Consignes de l'exercice: Recopiez à l'identique les données, en commençant à la ligne qui contient « Mark one point on each instance of the side », celle-ci comprise, et en poursuivant jusqu'à la fin des données.
__________________________________________________
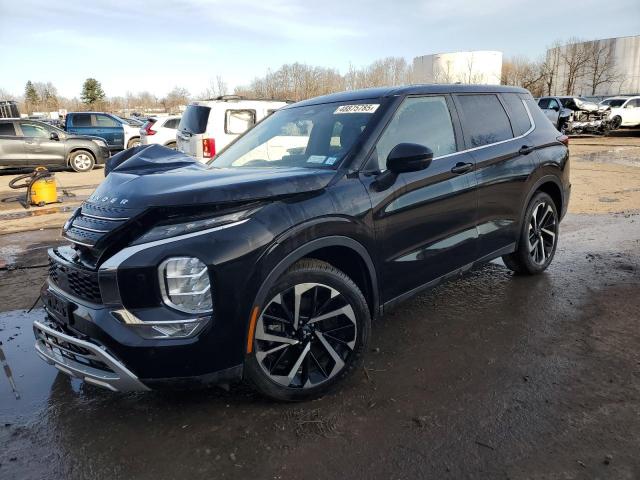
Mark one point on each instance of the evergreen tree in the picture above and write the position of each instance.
(31, 97)
(92, 92)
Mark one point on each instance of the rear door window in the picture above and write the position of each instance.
(237, 122)
(33, 130)
(195, 119)
(484, 120)
(82, 120)
(105, 121)
(520, 120)
(7, 129)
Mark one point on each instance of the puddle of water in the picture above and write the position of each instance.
(32, 377)
(36, 212)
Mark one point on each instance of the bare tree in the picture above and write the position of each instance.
(574, 58)
(522, 72)
(600, 67)
(175, 98)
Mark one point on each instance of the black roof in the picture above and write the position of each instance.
(379, 92)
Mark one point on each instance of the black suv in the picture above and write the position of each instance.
(29, 143)
(270, 262)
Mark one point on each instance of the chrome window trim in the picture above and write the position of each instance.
(112, 264)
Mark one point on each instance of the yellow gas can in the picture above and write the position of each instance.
(43, 191)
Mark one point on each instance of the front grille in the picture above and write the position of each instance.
(69, 350)
(74, 280)
(94, 222)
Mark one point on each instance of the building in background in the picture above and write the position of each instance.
(480, 67)
(599, 67)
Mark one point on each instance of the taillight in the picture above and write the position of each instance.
(148, 129)
(208, 147)
(563, 139)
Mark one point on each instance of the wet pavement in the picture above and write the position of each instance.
(490, 375)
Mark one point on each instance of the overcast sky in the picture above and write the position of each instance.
(154, 45)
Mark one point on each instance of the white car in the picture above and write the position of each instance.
(160, 131)
(625, 111)
(208, 126)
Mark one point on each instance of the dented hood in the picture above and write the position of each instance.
(153, 175)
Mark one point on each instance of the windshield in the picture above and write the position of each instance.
(316, 136)
(613, 102)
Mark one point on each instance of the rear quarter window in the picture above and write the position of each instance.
(237, 122)
(81, 120)
(519, 117)
(7, 129)
(195, 119)
(484, 120)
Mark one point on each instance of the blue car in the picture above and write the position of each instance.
(118, 133)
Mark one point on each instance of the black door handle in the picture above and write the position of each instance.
(461, 167)
(525, 150)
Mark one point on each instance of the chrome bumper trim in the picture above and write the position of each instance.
(116, 378)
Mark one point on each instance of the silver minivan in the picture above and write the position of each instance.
(208, 126)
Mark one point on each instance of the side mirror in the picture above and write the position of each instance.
(409, 157)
__________________________________________________
Résultat de l'exercice:
Mark one point on each instance of the side mirror in the picture above and write the position of each instance.
(409, 157)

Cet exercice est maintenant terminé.